[Dataset entries]
--*--

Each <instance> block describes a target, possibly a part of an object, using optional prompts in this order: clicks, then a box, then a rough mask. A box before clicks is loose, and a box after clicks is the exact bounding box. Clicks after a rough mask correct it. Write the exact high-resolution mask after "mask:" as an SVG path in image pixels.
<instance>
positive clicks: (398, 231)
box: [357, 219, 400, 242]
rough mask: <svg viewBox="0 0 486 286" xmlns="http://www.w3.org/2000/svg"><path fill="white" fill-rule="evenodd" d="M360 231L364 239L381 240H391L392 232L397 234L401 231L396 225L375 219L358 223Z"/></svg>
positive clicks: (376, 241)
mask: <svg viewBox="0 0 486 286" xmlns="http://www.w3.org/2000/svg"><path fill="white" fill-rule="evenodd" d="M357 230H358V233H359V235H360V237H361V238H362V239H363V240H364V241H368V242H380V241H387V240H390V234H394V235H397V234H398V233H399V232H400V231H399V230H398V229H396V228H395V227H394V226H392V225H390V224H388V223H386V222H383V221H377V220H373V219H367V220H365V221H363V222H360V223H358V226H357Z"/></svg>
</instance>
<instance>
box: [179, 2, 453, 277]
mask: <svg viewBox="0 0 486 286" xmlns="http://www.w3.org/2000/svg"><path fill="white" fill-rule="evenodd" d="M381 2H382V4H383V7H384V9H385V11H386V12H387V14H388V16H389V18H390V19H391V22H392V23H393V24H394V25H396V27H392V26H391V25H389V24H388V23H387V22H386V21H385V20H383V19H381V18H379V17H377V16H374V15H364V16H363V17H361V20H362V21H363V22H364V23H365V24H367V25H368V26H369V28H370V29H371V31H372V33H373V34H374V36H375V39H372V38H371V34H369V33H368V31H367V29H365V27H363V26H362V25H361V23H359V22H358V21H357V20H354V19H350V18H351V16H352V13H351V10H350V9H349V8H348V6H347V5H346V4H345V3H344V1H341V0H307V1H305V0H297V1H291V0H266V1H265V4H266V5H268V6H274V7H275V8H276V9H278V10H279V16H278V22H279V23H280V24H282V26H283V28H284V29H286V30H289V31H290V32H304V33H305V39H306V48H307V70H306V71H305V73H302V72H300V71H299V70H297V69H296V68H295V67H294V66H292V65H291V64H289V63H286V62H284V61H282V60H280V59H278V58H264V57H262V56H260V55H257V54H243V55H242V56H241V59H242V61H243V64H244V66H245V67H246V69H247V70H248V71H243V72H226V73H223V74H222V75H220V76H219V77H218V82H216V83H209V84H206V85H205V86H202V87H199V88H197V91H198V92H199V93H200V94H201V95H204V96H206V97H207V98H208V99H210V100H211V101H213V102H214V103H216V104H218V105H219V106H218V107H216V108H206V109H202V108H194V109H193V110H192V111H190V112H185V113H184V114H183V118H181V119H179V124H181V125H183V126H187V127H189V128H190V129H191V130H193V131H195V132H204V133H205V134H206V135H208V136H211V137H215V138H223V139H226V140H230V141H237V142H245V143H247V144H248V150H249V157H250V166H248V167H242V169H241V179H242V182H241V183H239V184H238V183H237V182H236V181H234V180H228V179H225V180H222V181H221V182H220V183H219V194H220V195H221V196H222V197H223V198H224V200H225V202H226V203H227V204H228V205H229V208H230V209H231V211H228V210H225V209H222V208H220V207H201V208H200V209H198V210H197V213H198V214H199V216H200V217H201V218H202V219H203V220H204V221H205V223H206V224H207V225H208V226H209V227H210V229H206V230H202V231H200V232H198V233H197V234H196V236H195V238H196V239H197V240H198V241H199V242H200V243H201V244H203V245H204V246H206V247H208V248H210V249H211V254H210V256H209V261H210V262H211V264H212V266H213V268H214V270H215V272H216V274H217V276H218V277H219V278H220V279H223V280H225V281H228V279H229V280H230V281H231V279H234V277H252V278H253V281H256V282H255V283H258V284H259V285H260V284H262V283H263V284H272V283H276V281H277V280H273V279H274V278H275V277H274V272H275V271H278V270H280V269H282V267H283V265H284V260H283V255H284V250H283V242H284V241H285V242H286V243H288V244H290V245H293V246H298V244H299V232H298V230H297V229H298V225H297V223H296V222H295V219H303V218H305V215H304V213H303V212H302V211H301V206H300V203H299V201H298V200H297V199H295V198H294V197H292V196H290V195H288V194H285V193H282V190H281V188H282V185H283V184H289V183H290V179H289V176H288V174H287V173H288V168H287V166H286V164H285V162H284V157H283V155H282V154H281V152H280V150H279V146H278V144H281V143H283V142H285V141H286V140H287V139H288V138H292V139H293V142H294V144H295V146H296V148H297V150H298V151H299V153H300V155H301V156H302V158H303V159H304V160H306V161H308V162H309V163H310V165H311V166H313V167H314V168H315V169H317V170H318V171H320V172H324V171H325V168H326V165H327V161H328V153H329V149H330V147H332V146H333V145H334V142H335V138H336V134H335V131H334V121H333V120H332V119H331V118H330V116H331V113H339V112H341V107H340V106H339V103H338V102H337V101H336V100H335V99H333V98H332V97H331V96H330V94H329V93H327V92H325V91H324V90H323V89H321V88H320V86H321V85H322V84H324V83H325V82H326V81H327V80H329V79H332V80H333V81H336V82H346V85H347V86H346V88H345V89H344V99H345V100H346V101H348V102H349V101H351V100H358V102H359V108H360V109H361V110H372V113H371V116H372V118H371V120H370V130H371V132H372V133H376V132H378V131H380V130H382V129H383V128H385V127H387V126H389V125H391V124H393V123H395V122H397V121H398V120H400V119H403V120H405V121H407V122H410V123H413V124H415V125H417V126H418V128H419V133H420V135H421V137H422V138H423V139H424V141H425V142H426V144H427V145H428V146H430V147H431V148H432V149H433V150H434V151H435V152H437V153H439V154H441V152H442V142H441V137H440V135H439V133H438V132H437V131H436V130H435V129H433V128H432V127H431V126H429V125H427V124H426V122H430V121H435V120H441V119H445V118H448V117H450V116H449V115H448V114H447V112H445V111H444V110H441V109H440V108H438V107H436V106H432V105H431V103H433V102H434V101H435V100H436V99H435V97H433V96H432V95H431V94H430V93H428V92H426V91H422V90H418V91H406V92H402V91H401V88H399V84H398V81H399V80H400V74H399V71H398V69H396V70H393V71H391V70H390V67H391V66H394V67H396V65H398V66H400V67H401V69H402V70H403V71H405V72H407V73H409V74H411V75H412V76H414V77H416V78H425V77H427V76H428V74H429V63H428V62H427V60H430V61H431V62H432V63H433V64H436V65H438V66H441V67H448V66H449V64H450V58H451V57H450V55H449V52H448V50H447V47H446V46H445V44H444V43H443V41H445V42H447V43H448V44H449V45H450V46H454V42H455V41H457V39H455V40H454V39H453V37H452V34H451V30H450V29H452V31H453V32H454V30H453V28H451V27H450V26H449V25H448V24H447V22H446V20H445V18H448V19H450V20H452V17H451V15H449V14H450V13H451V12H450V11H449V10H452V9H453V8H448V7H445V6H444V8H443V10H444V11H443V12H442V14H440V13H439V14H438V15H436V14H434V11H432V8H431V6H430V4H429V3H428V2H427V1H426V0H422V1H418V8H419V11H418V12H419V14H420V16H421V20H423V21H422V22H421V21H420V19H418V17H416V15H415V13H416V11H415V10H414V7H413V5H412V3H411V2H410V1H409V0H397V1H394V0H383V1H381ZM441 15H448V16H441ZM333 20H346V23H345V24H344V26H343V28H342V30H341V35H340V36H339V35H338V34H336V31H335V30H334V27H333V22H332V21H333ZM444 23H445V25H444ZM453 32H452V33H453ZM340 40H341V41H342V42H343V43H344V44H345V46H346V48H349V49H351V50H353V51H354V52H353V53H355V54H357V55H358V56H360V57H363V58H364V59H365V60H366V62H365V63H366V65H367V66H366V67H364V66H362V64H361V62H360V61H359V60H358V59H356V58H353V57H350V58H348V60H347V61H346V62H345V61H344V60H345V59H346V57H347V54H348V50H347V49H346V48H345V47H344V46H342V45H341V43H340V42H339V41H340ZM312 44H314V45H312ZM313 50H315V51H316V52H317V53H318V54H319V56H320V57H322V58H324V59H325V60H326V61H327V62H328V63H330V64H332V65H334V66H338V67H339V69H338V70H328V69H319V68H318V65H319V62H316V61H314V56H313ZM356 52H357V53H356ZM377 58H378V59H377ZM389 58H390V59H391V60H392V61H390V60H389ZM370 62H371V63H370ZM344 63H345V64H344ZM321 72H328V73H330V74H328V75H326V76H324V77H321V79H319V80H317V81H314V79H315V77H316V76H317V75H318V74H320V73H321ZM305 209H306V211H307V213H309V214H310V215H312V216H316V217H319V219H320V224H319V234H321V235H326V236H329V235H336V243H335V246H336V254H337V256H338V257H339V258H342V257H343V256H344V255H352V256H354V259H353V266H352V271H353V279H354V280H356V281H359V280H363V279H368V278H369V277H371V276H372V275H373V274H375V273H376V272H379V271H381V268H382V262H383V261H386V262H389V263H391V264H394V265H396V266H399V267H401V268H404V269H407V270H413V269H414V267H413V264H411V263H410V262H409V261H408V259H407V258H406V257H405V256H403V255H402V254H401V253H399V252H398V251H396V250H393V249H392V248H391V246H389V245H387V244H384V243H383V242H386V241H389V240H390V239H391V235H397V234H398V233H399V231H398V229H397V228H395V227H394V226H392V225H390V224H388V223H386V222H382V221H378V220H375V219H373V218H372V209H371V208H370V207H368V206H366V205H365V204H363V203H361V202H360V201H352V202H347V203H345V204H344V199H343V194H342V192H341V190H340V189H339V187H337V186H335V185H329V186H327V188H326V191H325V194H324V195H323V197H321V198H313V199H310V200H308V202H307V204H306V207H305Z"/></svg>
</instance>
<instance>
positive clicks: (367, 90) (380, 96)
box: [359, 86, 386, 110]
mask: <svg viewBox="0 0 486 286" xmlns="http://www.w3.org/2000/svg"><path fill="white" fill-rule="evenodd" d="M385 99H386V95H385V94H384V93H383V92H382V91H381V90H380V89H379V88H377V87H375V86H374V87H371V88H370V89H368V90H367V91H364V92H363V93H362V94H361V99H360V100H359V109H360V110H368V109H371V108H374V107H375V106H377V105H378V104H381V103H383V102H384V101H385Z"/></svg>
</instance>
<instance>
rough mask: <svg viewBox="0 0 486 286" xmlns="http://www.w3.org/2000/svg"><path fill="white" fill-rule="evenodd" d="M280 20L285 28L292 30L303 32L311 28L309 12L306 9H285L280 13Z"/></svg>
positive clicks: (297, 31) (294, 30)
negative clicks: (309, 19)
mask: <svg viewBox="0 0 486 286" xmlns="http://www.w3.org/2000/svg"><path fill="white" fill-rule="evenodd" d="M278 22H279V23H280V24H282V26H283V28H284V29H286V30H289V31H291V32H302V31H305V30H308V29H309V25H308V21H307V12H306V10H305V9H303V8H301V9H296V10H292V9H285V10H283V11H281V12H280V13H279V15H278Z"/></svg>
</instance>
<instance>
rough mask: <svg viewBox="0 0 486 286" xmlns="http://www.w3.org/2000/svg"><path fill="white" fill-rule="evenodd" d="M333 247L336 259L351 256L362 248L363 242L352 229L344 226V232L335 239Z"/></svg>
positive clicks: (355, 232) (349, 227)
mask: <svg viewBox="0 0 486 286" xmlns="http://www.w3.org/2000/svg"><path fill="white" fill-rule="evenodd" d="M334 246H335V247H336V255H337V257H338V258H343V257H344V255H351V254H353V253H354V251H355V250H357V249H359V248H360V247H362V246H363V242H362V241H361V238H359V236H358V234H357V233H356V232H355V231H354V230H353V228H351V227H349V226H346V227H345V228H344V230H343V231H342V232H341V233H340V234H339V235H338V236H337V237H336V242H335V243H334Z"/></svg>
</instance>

--*--

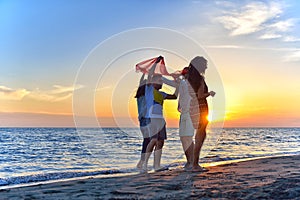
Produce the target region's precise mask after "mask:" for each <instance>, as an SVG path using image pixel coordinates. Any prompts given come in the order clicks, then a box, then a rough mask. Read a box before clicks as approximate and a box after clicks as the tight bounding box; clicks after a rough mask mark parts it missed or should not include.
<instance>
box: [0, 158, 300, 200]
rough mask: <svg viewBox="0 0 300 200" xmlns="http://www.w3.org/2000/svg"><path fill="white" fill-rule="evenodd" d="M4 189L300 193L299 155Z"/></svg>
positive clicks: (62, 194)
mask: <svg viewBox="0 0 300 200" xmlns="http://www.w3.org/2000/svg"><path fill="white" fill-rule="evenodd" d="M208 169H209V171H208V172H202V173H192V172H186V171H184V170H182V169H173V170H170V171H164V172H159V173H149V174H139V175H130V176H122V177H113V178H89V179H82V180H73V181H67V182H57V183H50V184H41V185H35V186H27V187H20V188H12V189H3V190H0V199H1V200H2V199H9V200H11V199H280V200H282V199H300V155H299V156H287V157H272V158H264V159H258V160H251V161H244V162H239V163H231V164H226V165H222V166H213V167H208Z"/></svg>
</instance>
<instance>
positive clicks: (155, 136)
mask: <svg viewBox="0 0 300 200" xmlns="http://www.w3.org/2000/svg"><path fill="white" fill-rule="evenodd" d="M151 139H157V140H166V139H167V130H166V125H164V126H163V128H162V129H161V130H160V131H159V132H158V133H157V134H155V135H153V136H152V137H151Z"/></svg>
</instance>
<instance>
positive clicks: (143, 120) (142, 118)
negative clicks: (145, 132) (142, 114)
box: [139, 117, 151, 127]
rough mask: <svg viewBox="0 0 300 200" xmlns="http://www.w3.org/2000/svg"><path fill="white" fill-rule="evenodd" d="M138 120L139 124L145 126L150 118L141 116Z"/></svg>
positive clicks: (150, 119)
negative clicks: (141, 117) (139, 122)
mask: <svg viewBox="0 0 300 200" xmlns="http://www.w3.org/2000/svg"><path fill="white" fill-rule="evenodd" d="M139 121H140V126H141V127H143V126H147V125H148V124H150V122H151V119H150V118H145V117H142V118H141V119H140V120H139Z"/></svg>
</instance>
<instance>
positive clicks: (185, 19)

--*--

**Work item**
Transcribe each line of the data above, unaltered, from the one where "positive clicks: (62, 194)" appears to the one where "positive clicks: (150, 119)" appears, inclusive of both.

**Result**
positive clicks: (62, 194)
mask: <svg viewBox="0 0 300 200" xmlns="http://www.w3.org/2000/svg"><path fill="white" fill-rule="evenodd" d="M208 169H209V171H208V172H202V173H192V172H186V171H184V170H182V169H173V170H170V171H164V172H159V173H149V174H139V175H130V176H122V177H113V178H89V179H82V180H73V181H67V182H57V183H50V184H41V185H35V186H27V187H20V188H12V189H3V190H0V199H1V200H2V199H9V200H11V199H280V200H282V199H300V155H299V156H287V157H272V158H264V159H258V160H251V161H244V162H239V163H231V164H226V165H222V166H213V167H208Z"/></svg>
</instance>
<instance>
positive clicks: (155, 136)
mask: <svg viewBox="0 0 300 200" xmlns="http://www.w3.org/2000/svg"><path fill="white" fill-rule="evenodd" d="M151 139H157V140H166V139H167V130H166V125H164V126H163V128H162V129H161V130H160V131H159V132H158V133H157V134H155V135H153V136H152V137H151Z"/></svg>
</instance>
<instance>
positive clicks: (143, 120) (142, 118)
negative clicks: (145, 132) (142, 114)
box: [139, 117, 151, 127]
rough mask: <svg viewBox="0 0 300 200" xmlns="http://www.w3.org/2000/svg"><path fill="white" fill-rule="evenodd" d="M138 120L139 124L145 126L150 118L141 116Z"/></svg>
positive clicks: (150, 119)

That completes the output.